### SHORT TASK A:
List every software license that the DataStation thread names.

[Start of EXTRACT TO READ]

HN2new | past | comments | ask | show | jobs | submitlogin
Show HN: DataStation – App to easily query, script, and visualize data (github.com/multiprocessio)
131 points by eatonphil on May 31, 2022 | hide | past | favorite | 31 comments


I really don't like the "hidden" enterprise license. On the surface you might assume it's AGPL 2.0 but upon careful inspection, there lives an enterprise commercial license in the ee/ directory.

Wish you'd been more up front about this, for many organizations, the license is a make or break, as they often customize it for their use and distribution.

I'm walking away confused. Not sure if using this or creating derivative work from it results in being sent an invoice for an enterprise license or what the deal is.


I took inspiration from the structure of Gitlab which commits ee code alongside open source (in the same style of folder structuring where everything outside of ee is open source and everything within ee is proprietary.) I'd like to keep it that way because it simplifies operations.

But all the screenshots and website and docs only show open source features. And the core is Apache 2.0, not AGPL, as the license indicates.

ee is only extensions on top. But there's not much to say about the ee folder because not much functionality exists yet in the ee version. In fact you can't even install the ee version in any form yet. Only the community edition is available for download.

Happy for feedback in being clearer!


appreciate the response


I love the idea of a data notebook. Have you seen Franchise? It's a lovely design for something similar, though its implementation (which stopped in 2019) didn't go beyond querying and visualization, rather than manipulation. But the stying and component design are lovely, and it may be possible to pull that from their code. https://github.com/HVF/franchise


Nope I haven't seen that! Looks interesting, thanks.

[End of EXTRACT TO READ]
[Start of RECORDS SUPPLIED]

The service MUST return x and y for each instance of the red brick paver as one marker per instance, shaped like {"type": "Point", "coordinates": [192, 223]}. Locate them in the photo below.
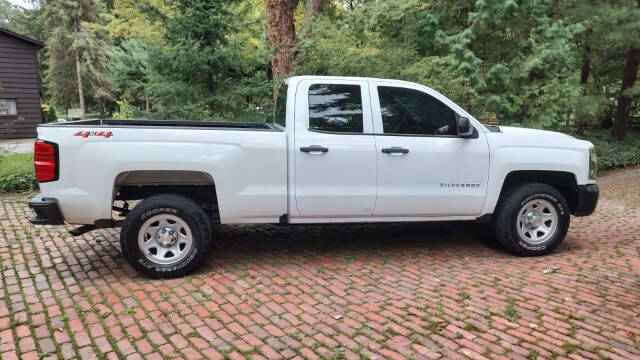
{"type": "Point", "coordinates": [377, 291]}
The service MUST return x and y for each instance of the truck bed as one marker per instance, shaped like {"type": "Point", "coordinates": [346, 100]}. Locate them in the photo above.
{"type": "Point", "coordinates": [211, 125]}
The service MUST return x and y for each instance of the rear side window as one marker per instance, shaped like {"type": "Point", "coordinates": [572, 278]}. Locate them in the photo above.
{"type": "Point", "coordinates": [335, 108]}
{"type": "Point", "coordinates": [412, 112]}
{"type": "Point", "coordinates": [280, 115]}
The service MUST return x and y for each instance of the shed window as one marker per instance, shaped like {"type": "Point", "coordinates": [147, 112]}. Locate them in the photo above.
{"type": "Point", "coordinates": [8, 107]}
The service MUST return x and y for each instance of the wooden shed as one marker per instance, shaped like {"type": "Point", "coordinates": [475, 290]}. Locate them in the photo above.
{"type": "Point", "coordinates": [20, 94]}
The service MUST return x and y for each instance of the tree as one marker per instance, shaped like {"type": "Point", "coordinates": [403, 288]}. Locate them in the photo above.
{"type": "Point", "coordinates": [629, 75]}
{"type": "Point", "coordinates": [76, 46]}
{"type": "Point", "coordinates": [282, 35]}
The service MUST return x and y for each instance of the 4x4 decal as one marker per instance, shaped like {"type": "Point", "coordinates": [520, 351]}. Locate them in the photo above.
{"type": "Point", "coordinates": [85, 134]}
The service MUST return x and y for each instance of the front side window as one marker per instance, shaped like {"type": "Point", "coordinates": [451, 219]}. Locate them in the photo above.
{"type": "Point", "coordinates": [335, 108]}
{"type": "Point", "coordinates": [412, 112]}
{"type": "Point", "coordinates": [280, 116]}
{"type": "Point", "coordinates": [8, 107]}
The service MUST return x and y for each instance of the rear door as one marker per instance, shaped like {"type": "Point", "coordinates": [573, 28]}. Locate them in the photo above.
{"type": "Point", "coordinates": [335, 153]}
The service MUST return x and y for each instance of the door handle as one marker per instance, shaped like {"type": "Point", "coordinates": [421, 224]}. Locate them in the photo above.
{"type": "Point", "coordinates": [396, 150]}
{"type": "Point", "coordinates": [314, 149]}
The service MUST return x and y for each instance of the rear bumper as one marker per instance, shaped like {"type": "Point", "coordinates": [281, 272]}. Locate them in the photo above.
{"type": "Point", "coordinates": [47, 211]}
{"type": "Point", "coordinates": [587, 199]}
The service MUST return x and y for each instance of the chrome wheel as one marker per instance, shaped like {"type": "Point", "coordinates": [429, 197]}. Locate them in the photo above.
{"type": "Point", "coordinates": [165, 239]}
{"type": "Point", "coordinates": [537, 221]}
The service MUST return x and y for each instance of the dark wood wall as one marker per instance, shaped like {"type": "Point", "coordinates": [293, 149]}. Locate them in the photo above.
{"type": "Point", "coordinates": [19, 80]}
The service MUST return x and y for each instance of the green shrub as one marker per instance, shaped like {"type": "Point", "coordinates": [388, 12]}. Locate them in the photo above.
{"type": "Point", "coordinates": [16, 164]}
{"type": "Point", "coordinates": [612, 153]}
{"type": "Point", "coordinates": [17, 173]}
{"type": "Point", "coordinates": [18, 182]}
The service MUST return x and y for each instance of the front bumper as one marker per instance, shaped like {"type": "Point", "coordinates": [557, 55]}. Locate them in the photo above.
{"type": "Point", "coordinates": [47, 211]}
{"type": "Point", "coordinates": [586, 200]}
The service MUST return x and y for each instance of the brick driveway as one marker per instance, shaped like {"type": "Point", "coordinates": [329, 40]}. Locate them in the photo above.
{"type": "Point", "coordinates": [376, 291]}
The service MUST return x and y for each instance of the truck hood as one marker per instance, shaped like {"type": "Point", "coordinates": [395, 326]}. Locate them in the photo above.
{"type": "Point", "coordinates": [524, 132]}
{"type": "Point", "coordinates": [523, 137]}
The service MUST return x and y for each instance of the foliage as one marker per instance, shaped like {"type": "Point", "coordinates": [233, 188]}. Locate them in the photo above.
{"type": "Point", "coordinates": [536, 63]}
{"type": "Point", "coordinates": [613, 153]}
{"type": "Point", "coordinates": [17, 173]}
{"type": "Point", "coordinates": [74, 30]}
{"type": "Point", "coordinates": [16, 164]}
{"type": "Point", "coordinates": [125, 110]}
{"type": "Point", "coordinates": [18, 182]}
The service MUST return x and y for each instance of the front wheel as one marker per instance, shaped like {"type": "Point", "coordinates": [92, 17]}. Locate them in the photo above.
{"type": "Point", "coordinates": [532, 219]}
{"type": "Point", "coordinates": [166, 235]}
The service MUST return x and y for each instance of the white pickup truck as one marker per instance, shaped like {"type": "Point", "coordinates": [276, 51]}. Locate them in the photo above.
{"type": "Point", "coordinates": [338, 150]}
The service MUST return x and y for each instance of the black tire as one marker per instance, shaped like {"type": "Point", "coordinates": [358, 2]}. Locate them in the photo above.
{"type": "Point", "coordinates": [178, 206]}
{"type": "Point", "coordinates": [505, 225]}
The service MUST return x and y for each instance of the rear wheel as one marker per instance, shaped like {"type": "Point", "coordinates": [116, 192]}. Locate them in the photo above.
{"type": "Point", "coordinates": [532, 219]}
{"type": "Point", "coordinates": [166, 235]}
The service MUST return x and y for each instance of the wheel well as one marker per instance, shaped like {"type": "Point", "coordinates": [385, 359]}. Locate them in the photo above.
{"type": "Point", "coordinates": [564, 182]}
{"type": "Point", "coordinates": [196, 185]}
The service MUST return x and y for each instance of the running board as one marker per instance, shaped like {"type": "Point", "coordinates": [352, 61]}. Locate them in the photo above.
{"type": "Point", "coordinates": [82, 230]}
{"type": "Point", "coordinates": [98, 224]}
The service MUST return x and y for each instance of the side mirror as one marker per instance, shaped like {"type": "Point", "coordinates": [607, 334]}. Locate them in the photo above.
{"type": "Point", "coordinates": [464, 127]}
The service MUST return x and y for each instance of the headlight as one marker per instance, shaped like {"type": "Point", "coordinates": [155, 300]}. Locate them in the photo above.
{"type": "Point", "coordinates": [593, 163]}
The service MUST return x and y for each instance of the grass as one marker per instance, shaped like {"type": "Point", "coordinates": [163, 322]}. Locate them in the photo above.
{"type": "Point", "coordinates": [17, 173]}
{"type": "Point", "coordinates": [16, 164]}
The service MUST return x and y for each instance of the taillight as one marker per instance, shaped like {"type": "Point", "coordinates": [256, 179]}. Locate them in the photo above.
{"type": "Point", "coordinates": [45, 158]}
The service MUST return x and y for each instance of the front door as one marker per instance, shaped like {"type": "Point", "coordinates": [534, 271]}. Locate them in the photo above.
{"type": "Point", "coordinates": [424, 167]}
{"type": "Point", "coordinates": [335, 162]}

[End of RECORDS SUPPLIED]

### SHORT TASK B:
Pick out each line of the rows above that contains the word "door".

### EXERCISE SOLUTION A:
AGPL 2.0, Apache 2.0, and an enterprise commercial license

### EXERCISE SOLUTION B:
The service MUST return x and y for each instance of the rear door as one marker per instance, shaped like {"type": "Point", "coordinates": [573, 28]}. Locate them in the photo above.
The service MUST return x and y for each instance of the door handle as one marker per instance, shaped like {"type": "Point", "coordinates": [421, 224]}. Locate them in the photo above.
The service MUST return x and y for each instance of the front door as one marker per instance, shaped like {"type": "Point", "coordinates": [534, 271]}. Locate them in the photo above.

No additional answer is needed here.